Object point labels:
BEGIN
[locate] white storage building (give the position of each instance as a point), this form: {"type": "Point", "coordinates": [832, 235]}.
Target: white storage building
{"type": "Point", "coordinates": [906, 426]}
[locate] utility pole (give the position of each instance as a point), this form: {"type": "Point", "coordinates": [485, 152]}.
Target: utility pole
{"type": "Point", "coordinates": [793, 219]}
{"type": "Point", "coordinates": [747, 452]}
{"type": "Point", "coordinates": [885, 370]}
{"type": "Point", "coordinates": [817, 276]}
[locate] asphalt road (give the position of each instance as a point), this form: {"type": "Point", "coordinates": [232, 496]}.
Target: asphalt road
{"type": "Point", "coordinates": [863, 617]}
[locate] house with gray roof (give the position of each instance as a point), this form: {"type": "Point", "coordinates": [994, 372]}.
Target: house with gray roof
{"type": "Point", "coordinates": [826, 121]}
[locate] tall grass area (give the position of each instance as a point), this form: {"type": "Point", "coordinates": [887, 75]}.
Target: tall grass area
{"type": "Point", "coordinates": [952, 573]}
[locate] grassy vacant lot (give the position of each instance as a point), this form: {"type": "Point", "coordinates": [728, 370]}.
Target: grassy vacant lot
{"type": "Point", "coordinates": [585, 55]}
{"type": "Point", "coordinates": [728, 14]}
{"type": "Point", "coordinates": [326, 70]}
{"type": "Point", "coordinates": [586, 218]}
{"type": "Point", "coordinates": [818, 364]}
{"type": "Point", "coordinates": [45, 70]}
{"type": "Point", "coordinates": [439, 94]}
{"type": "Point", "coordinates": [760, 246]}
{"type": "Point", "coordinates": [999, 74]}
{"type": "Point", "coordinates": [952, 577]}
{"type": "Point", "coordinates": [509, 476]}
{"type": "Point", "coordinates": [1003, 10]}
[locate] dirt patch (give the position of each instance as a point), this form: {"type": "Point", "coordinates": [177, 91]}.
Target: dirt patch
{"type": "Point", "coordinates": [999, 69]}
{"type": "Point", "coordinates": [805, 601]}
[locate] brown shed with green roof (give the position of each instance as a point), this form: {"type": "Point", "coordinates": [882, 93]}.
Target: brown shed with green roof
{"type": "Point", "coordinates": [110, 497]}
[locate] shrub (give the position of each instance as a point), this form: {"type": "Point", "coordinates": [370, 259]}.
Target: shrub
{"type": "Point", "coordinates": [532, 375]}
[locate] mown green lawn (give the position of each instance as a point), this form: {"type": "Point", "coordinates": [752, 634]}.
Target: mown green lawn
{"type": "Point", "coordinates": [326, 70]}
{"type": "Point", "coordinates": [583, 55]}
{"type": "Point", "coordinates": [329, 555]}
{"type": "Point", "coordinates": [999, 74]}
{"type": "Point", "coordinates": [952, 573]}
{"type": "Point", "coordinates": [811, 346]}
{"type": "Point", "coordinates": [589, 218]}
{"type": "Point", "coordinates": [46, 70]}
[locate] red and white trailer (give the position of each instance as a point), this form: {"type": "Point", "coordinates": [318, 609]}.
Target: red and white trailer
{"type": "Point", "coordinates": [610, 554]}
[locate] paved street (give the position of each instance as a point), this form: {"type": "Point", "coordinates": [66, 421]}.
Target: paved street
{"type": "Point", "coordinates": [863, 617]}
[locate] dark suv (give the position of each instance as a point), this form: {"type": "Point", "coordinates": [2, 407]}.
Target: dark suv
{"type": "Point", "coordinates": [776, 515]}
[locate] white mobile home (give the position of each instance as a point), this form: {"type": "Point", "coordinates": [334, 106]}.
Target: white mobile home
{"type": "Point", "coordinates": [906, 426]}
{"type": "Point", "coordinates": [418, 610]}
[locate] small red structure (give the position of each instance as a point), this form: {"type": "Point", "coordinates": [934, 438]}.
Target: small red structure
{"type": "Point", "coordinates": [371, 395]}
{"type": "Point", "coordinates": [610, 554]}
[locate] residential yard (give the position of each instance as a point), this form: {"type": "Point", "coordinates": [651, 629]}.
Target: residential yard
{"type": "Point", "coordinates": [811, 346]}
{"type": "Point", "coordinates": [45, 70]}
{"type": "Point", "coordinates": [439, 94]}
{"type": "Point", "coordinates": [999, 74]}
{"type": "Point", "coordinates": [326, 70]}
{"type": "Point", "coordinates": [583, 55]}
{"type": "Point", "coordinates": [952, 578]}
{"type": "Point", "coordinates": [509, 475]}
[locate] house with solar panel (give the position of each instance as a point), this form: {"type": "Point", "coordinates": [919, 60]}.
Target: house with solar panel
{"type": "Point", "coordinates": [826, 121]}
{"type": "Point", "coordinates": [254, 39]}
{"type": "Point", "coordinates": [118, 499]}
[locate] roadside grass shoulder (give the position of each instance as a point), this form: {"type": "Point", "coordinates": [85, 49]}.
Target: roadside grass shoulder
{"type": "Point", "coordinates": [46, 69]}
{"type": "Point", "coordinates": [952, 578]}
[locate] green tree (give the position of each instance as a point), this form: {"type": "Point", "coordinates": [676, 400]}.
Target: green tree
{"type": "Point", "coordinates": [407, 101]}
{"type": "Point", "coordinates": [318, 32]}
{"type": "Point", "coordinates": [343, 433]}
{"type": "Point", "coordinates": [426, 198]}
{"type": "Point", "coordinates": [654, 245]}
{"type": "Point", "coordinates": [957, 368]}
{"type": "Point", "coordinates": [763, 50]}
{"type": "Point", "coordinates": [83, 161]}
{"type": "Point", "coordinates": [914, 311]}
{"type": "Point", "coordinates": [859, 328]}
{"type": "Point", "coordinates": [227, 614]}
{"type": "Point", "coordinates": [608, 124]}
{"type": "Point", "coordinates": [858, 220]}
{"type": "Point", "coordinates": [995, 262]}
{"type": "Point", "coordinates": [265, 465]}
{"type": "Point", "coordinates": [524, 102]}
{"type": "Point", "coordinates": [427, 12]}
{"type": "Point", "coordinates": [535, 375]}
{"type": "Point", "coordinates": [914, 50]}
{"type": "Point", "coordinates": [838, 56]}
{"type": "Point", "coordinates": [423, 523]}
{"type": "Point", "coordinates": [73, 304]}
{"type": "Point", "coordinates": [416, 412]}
END
- [INSTRUCTION]: Your task is to reproduce the whole listing exactly.

- [ANSWER BELOW]:
[locate] white storage building (give the position of each instance as a point), this form: {"type": "Point", "coordinates": [832, 235]}.
Target: white storage building
{"type": "Point", "coordinates": [906, 426]}
[locate] utility pole (give the position of each instance as a point), this form: {"type": "Point", "coordinates": [485, 152]}.
Target: utility pole
{"type": "Point", "coordinates": [793, 219]}
{"type": "Point", "coordinates": [747, 452]}
{"type": "Point", "coordinates": [885, 370]}
{"type": "Point", "coordinates": [817, 276]}
[locate] asphalt road (give the position of each instance as a point), this form: {"type": "Point", "coordinates": [232, 496]}.
Target: asphalt road
{"type": "Point", "coordinates": [863, 617]}
[locate] house with gray roof (give the position of each instance as a point), this form: {"type": "Point", "coordinates": [994, 372]}.
Target: house with gray roof
{"type": "Point", "coordinates": [826, 121]}
[locate] tall grass area (give the position of each instance as a point), this form: {"type": "Point", "coordinates": [887, 75]}.
Target: tall grass area
{"type": "Point", "coordinates": [952, 573]}
[locate] grassy vacant lot (give the position of each instance as a point), this form: {"type": "Point", "coordinates": [728, 370]}.
Target: grassy vacant lot
{"type": "Point", "coordinates": [585, 55]}
{"type": "Point", "coordinates": [728, 14]}
{"type": "Point", "coordinates": [326, 70]}
{"type": "Point", "coordinates": [586, 218]}
{"type": "Point", "coordinates": [818, 364]}
{"type": "Point", "coordinates": [45, 70]}
{"type": "Point", "coordinates": [439, 94]}
{"type": "Point", "coordinates": [760, 246]}
{"type": "Point", "coordinates": [999, 74]}
{"type": "Point", "coordinates": [952, 577]}
{"type": "Point", "coordinates": [509, 476]}
{"type": "Point", "coordinates": [1003, 10]}
[locate] dirt patch (give the position of each instance as a point), this form: {"type": "Point", "coordinates": [177, 91]}.
Target: dirt patch
{"type": "Point", "coordinates": [999, 69]}
{"type": "Point", "coordinates": [805, 601]}
[locate] brown shed with green roof (give the position of each instance as a point), this form: {"type": "Point", "coordinates": [882, 93]}.
Target: brown shed with green roof
{"type": "Point", "coordinates": [110, 497]}
[locate] shrub (give the position of each instance as a point), this form: {"type": "Point", "coordinates": [370, 259]}.
Target: shrub
{"type": "Point", "coordinates": [532, 375]}
[locate] mown green lawn (give the position of each instance as a point), this form: {"type": "Point", "coordinates": [752, 634]}.
Target: mown green lawn
{"type": "Point", "coordinates": [326, 70]}
{"type": "Point", "coordinates": [583, 55]}
{"type": "Point", "coordinates": [329, 555]}
{"type": "Point", "coordinates": [999, 74]}
{"type": "Point", "coordinates": [952, 573]}
{"type": "Point", "coordinates": [811, 346]}
{"type": "Point", "coordinates": [589, 218]}
{"type": "Point", "coordinates": [46, 70]}
[locate] red and white trailer (give the position of each instance as a point), this form: {"type": "Point", "coordinates": [318, 609]}.
Target: red and white trailer
{"type": "Point", "coordinates": [610, 554]}
[locate] paved street (give the position of each instance as a point), this form: {"type": "Point", "coordinates": [66, 421]}.
Target: paved street
{"type": "Point", "coordinates": [863, 617]}
[locate] dark suv (give the position of each instance as a point), this form: {"type": "Point", "coordinates": [2, 407]}.
Target: dark suv
{"type": "Point", "coordinates": [776, 515]}
[locate] white mobile home (give the position of each instance as a point), this form: {"type": "Point", "coordinates": [334, 106]}.
Target: white mobile home
{"type": "Point", "coordinates": [906, 426]}
{"type": "Point", "coordinates": [418, 610]}
[locate] small red structure (give the position of each instance as a point), this form: {"type": "Point", "coordinates": [934, 438]}.
Target: small red structure
{"type": "Point", "coordinates": [371, 395]}
{"type": "Point", "coordinates": [610, 554]}
[locate] residential yard (give the position of each instance as a point), this form: {"type": "Point", "coordinates": [651, 629]}.
Target: residential yard
{"type": "Point", "coordinates": [811, 346]}
{"type": "Point", "coordinates": [45, 70]}
{"type": "Point", "coordinates": [439, 94]}
{"type": "Point", "coordinates": [999, 74]}
{"type": "Point", "coordinates": [326, 70]}
{"type": "Point", "coordinates": [583, 55]}
{"type": "Point", "coordinates": [952, 578]}
{"type": "Point", "coordinates": [509, 475]}
[locate] house with solar panel (give the position of each instance as a point), this form: {"type": "Point", "coordinates": [919, 60]}.
Target: house with solar panel
{"type": "Point", "coordinates": [826, 121]}
{"type": "Point", "coordinates": [254, 39]}
{"type": "Point", "coordinates": [118, 499]}
[locate] roadside grass shoulder (give the position of each instance as a point), this form: {"type": "Point", "coordinates": [85, 49]}.
Target: roadside grass shoulder
{"type": "Point", "coordinates": [46, 69]}
{"type": "Point", "coordinates": [952, 578]}
[locate] green tree (give the position of each instance as a point), this form: {"type": "Point", "coordinates": [676, 400]}.
Target: green tree
{"type": "Point", "coordinates": [407, 101]}
{"type": "Point", "coordinates": [318, 32]}
{"type": "Point", "coordinates": [343, 433]}
{"type": "Point", "coordinates": [426, 198]}
{"type": "Point", "coordinates": [654, 245]}
{"type": "Point", "coordinates": [957, 368]}
{"type": "Point", "coordinates": [763, 50]}
{"type": "Point", "coordinates": [83, 161]}
{"type": "Point", "coordinates": [914, 311]}
{"type": "Point", "coordinates": [859, 328]}
{"type": "Point", "coordinates": [227, 614]}
{"type": "Point", "coordinates": [608, 124]}
{"type": "Point", "coordinates": [858, 220]}
{"type": "Point", "coordinates": [995, 262]}
{"type": "Point", "coordinates": [265, 465]}
{"type": "Point", "coordinates": [524, 102]}
{"type": "Point", "coordinates": [427, 12]}
{"type": "Point", "coordinates": [535, 375]}
{"type": "Point", "coordinates": [914, 50]}
{"type": "Point", "coordinates": [838, 56]}
{"type": "Point", "coordinates": [423, 523]}
{"type": "Point", "coordinates": [73, 304]}
{"type": "Point", "coordinates": [416, 412]}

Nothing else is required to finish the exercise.